- [Do this]:
Pull the text from each of the records below, copying every line word for word and leaving out the pictures.

- [Information given]:
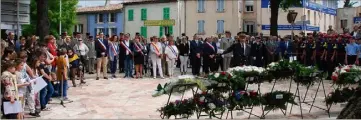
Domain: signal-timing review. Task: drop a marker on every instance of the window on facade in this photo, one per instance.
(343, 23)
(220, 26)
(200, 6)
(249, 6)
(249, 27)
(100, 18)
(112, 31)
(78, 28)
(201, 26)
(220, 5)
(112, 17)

- [Problem solution]:
Domain: signal-timing review. Task: drop a marker on every instance of the window on facade in this photo, one per instance.
(343, 23)
(220, 26)
(200, 6)
(249, 6)
(249, 27)
(100, 18)
(112, 31)
(78, 28)
(201, 26)
(220, 5)
(112, 17)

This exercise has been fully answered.